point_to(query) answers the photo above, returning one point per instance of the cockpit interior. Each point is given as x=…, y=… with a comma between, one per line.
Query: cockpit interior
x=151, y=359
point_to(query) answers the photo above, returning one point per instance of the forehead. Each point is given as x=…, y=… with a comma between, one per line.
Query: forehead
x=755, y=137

● ● ●

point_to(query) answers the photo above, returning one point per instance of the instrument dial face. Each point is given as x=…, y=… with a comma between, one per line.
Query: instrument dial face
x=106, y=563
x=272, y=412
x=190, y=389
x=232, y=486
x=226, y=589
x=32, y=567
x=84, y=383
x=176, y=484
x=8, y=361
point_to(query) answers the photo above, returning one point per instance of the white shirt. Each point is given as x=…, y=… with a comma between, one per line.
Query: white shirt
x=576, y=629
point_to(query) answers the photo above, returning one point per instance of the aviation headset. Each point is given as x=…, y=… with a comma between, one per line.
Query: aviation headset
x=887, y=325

● ● ●

• _TASK BRIEF_:
The answer is each line in which the word "returning" occurs, copied from the material above.

• _RESULT OF THIS EXERCISE_:
point_to(query) answers the photo above, returning one point per instance of the cockpit interior. Each point is given as x=…, y=… with a comma between, one per line.
point_to(query) answers the photo above, returning one point per instance of the forehead. Each point is given as x=…, y=… with a comma between, one per line.
point_to(query) answers the photo above, returning one point per instance of the instrument dial face. Each point is given as x=…, y=… with a comma between, one per line.
point_to(query) answers the photo above, returning one point per instance of the white shirt. Each point is given as x=…, y=… with a comma between, one per line.
point_to(query) answers the photo above, returning one point per instance of the aviation headset. Each point is given as x=…, y=… with a comma between, one per line.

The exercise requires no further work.